REQUIRED ACTION
Every line from the one with "Crossing-audit request: pin the woman in" up to and including the one with "Crossing-audit request: pin the green" is to be output exactly as it appears below; pictures are not.

DATA SECTION
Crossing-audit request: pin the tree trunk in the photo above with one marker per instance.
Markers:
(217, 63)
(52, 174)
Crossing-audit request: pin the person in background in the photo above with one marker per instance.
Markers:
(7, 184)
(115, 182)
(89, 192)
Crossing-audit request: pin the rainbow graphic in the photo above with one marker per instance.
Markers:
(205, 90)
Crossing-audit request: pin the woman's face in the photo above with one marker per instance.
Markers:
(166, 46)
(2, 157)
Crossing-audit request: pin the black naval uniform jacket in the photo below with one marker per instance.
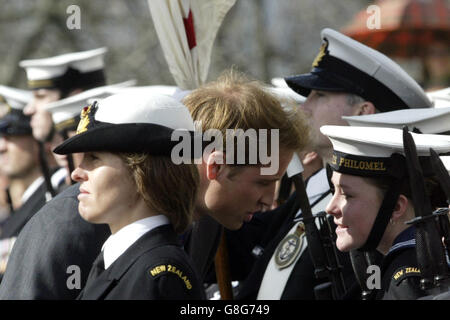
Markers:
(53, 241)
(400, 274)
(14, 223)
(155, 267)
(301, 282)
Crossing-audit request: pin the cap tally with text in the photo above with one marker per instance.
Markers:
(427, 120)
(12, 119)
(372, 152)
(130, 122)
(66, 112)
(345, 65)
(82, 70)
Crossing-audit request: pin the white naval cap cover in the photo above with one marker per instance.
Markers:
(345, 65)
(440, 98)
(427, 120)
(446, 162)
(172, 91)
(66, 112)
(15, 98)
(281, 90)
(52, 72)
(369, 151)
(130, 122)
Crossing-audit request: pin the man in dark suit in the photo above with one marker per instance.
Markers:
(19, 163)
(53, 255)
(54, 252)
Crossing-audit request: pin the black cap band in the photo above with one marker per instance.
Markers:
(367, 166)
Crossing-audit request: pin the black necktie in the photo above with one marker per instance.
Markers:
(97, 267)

---

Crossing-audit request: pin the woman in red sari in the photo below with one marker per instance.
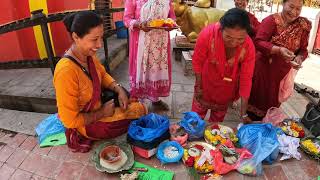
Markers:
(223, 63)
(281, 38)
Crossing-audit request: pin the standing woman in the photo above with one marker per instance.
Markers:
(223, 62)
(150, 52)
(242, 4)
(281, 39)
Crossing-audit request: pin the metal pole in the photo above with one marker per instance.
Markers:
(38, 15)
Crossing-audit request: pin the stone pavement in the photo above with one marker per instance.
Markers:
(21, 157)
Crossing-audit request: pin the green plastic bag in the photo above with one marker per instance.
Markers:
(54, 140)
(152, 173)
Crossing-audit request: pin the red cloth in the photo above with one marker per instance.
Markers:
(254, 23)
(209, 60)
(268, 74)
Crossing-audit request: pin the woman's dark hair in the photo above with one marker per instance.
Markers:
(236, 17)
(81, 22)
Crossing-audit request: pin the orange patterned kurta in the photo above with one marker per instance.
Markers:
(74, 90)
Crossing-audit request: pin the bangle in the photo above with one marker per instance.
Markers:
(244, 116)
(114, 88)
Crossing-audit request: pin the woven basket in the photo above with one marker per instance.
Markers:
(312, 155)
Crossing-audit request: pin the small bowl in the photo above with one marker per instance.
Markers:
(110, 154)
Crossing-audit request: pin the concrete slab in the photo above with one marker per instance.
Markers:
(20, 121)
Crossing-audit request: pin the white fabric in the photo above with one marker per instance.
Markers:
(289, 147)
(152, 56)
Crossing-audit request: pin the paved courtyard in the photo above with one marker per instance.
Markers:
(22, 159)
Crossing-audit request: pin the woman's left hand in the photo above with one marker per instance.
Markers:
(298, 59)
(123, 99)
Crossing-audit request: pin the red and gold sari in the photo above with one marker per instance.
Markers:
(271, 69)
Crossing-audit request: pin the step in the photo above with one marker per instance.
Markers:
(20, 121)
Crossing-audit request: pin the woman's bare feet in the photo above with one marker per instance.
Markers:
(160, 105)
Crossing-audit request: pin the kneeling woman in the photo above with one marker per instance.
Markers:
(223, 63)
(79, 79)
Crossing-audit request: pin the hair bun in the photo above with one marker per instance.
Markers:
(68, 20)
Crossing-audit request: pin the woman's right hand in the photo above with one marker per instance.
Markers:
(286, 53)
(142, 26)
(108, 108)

* * *

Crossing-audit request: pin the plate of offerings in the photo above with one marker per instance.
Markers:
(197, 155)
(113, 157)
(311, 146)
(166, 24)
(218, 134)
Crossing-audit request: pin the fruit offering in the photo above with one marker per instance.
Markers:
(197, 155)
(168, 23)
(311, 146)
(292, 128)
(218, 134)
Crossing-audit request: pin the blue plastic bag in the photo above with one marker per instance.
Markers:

YOUR RESPONSE
Crossing-audit request: pin the woman in red sari in the photo below with one marker per instance.
Markers:
(223, 63)
(281, 38)
Crossing-audit request: pin the standing woman in the photo above with one marker per instance.
Markers:
(223, 62)
(150, 52)
(242, 4)
(281, 39)
Crossing-audit request: pin the metal pole in the photo above with one marker per instance.
Markers:
(38, 15)
Crossing-audit request: pin the stone pavement in the photo above with one marker per instance.
Markers:
(21, 157)
Crossing-audit request: pin the green plastic bag in the photo above with one marker per instance.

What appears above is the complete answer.